### WORK TO BE COMPLETED
Arrange all of the material below as a numbered list, leaving out any blank lines.

"""

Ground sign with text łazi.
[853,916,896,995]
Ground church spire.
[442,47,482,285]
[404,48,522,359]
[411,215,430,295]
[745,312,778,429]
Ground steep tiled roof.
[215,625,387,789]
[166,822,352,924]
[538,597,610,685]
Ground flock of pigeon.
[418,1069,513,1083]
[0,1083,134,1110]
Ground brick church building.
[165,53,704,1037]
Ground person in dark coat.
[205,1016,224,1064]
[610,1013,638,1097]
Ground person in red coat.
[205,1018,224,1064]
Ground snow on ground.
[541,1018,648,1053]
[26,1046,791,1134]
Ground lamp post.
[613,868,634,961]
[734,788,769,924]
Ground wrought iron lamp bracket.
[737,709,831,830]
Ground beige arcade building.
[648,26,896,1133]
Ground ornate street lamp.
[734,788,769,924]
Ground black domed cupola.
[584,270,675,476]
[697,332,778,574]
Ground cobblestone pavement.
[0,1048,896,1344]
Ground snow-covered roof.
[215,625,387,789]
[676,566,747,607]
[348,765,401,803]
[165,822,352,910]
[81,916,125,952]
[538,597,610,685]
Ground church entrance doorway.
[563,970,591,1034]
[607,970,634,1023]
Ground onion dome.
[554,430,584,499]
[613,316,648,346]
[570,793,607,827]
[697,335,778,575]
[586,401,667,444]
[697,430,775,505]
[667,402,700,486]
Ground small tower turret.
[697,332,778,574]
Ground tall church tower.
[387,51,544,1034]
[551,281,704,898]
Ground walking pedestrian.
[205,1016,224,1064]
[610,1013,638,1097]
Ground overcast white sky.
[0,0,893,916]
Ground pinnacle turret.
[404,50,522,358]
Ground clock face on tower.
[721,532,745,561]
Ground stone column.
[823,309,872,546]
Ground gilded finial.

"""

### RESULT FOR THIS EXERCISE
1. Ground sign with text łazi.
2. [853,916,896,995]
3. Ground church spire.
4. [442,47,482,285]
5. [404,48,522,359]
6. [411,215,430,295]
7. [745,312,778,429]
8. Ground steep tiled roof.
9. [215,625,387,789]
10. [166,822,352,924]
11. [538,597,610,685]
12. Ground flock of pigeon.
13. [418,1069,513,1083]
14. [0,1083,134,1110]
15. Ground brick church building.
16. [165,53,704,1037]
17. Ground person in dark coat.
18. [205,1016,224,1064]
19. [610,1013,638,1097]
20. Ground person in red coat.
21. [205,1018,224,1064]
22. Ground snow on ground.
23. [541,1018,648,1053]
24. [26,1046,791,1134]
25. Ground lamp post.
26. [613,868,634,961]
27. [734,788,769,924]
28. Ground wrought iron lamp bracket.
29. [737,709,831,830]
30. Ground beige arcade building.
31. [648,26,896,1133]
32. Ground ornate street lamp.
33. [734,788,769,924]
34. Ground black domed cupola.
35. [584,270,675,476]
36. [697,332,778,574]
37. Ground cobblestone pavement.
38. [0,1048,896,1344]
39. Ground snow-covered roof.
40. [215,625,387,789]
41. [676,566,747,607]
42. [348,765,401,803]
43. [165,822,352,910]
44. [81,916,125,952]
45. [538,597,610,685]
46. Ground church entrance doorway.
47. [563,970,591,1034]
48. [607,970,634,1023]
49. Ground onion dome.
50. [554,430,584,499]
51. [613,316,648,346]
52. [570,793,607,827]
53. [697,335,778,575]
54. [586,401,667,444]
55. [697,430,775,505]
56. [667,402,700,486]
57. Ground small tower turret.
58. [697,332,778,574]
59. Ground tall church tower.
60. [387,51,544,1034]
61. [551,281,704,898]
62. Ground walking pedestrian.
63. [205,1016,224,1064]
64. [610,1013,638,1097]
65. Ground overcast white sky.
66. [0,0,893,916]
67. Ground pinnacle turret.
68. [404,50,522,358]
69. Ground clock face on tower.
70. [721,532,745,561]
71. Ground stone column.
72. [823,309,872,546]
73. Ground gilded finial.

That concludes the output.